Point localization data
+---+

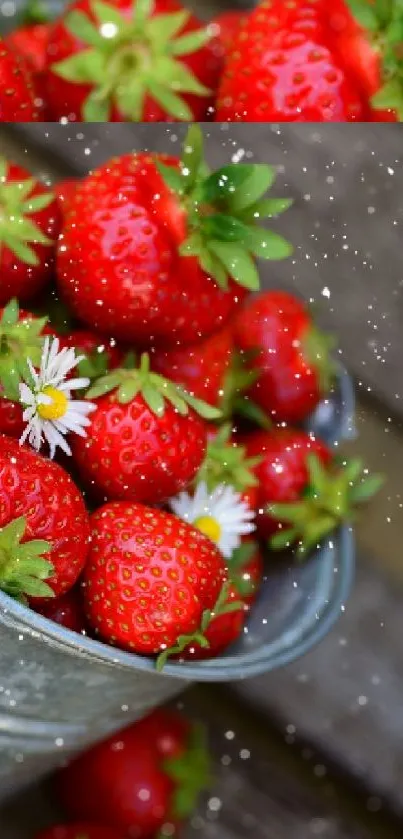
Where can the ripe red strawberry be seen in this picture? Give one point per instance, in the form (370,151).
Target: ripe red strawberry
(31,42)
(66,610)
(82,830)
(201,368)
(145,779)
(166,252)
(29,229)
(129,61)
(41,508)
(289,354)
(101,355)
(152,581)
(368,39)
(305,492)
(64,191)
(283,68)
(146,439)
(18,97)
(20,336)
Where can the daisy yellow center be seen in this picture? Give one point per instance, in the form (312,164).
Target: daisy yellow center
(57,407)
(209,526)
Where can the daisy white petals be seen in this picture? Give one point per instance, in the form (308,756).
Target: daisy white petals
(49,387)
(232,517)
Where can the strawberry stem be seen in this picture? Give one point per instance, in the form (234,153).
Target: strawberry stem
(329,499)
(223,209)
(222,607)
(154,389)
(226,463)
(19,340)
(126,60)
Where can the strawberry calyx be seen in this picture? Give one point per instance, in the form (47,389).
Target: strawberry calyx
(226,463)
(128,59)
(190,772)
(34,11)
(17,230)
(19,340)
(316,348)
(23,570)
(238,565)
(223,209)
(382,21)
(223,606)
(330,498)
(156,390)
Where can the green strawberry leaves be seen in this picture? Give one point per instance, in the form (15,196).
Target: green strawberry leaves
(226,463)
(330,498)
(126,60)
(17,231)
(223,606)
(237,568)
(23,570)
(154,389)
(19,340)
(383,22)
(190,773)
(223,211)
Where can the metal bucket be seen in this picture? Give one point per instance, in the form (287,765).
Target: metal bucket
(60,692)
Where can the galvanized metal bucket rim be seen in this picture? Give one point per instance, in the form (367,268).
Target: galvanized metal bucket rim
(223,668)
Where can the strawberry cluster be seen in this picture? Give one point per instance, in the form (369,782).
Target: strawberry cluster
(153,61)
(151,407)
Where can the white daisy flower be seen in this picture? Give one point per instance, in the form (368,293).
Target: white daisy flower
(50,412)
(221,514)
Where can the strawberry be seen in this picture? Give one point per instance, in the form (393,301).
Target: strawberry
(283,68)
(153,583)
(289,354)
(83,830)
(28,231)
(100,355)
(18,96)
(166,250)
(31,42)
(367,36)
(245,569)
(20,337)
(44,525)
(201,368)
(227,24)
(304,491)
(64,191)
(126,60)
(146,440)
(66,610)
(226,463)
(145,779)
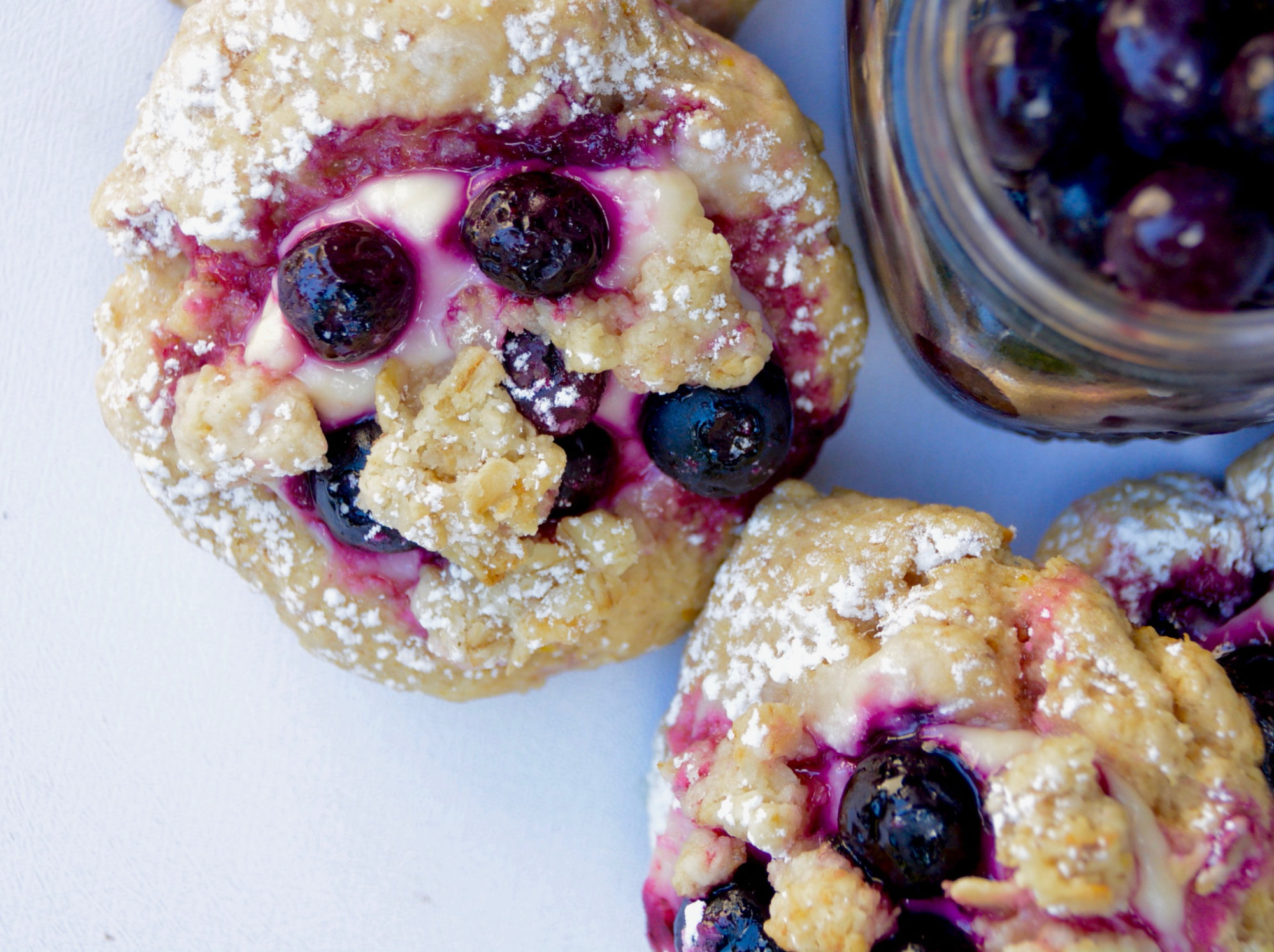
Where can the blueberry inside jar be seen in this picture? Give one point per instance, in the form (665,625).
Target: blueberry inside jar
(1067,209)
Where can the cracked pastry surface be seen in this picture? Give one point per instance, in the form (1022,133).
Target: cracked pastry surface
(494,543)
(1058,779)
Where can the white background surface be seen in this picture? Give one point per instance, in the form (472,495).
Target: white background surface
(175,772)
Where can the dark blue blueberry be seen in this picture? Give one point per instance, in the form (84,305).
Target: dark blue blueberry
(1072,206)
(1164,57)
(1025,85)
(912,820)
(1248,94)
(537,234)
(336,492)
(1252,671)
(1185,236)
(731,920)
(590,462)
(1199,597)
(722,442)
(348,290)
(926,932)
(556,400)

+---+

◆ Required action ◆
Pictures are to be left out; repeat all the remaining data exactly.

◆ Reply ◆
Where can the ripe red strawberry be seen in this picture? Give one point per instance, in the form (370,151).
Target: ripe red strawberry
(31,42)
(66,610)
(82,830)
(201,368)
(145,779)
(166,252)
(29,229)
(129,61)
(41,508)
(289,354)
(101,355)
(152,581)
(368,39)
(305,492)
(64,191)
(283,68)
(146,439)
(18,97)
(20,336)
Where can the daisy yellow center be seen in this picture? Give one point per instance, in the form (312,164).
Target: daisy yellow center
(57,407)
(209,526)
Where can the daisy white petals be seen in this picture? Give one point per instance, in the form (308,756).
Target: daisy white petals
(49,387)
(232,517)
Where can the strawberry stem be seen in this picture? Give one point per instance, in the form (234,153).
Target: strawberry stem
(329,499)
(223,209)
(222,607)
(154,389)
(226,463)
(19,340)
(126,60)
Where can the strawberry calyx be seen in this picture? Give one point per instance, in the form (47,389).
Target: strawberry calyx
(226,463)
(128,59)
(190,772)
(34,11)
(17,230)
(19,340)
(316,348)
(23,570)
(238,565)
(223,209)
(382,21)
(223,606)
(330,498)
(156,390)
Where can the green strawberry leaves be seen in this picture? Give one point per instance, in the form (15,196).
Target: green strawberry leaves
(226,463)
(330,498)
(126,60)
(17,231)
(223,606)
(237,568)
(23,570)
(154,389)
(19,340)
(383,22)
(190,773)
(223,211)
Where can the metal bucket be seen in this picture? Give one point per instance, in the form (287,765).
Target: metal bucket
(60,692)
Where can the galvanized metal bucket rim be seen in this picture? Give one point per instance, in the form (367,268).
Target: galvanized metal bucket rim
(223,668)
Where can the strawberry cluster be seen in this picture? Give one point per instance, in the form (369,782).
Target: strawberry cluster
(153,61)
(151,407)
Where can the white daisy flower be seen in this picture? Give one point per instance, in the form (368,293).
Target: white daisy flower
(50,412)
(221,514)
Where can the strawberry be seen in this picture? Give one point per instance, in the form (393,301).
Target: strawberry
(283,68)
(153,583)
(289,354)
(83,830)
(28,231)
(100,355)
(18,96)
(166,250)
(31,42)
(367,36)
(245,569)
(20,337)
(44,525)
(201,368)
(227,24)
(304,491)
(64,191)
(126,60)
(146,440)
(66,610)
(226,463)
(145,779)
Where can the blueberry inside jar be seen in this picture? Give one point per instance, in the form (665,625).
Target: blueberry inside jar
(1067,209)
Where can the cracked pastry surface be seen in this picture? Give one point per instance, in the form (1022,133).
Target: cracked pastry surface
(494,543)
(1058,779)
Where can the white background surface be seen in this picture? Give one point per instance, in the form (472,495).
Target: white background surface
(175,772)
Where can the dark blue blueberry be seen in this picture? Give one point per instance, in the form (84,305).
Target: dark blue blueberry
(1072,206)
(1164,57)
(1025,85)
(912,820)
(1248,94)
(537,234)
(336,492)
(1252,671)
(1185,236)
(731,920)
(590,462)
(1199,597)
(722,442)
(348,290)
(926,932)
(556,400)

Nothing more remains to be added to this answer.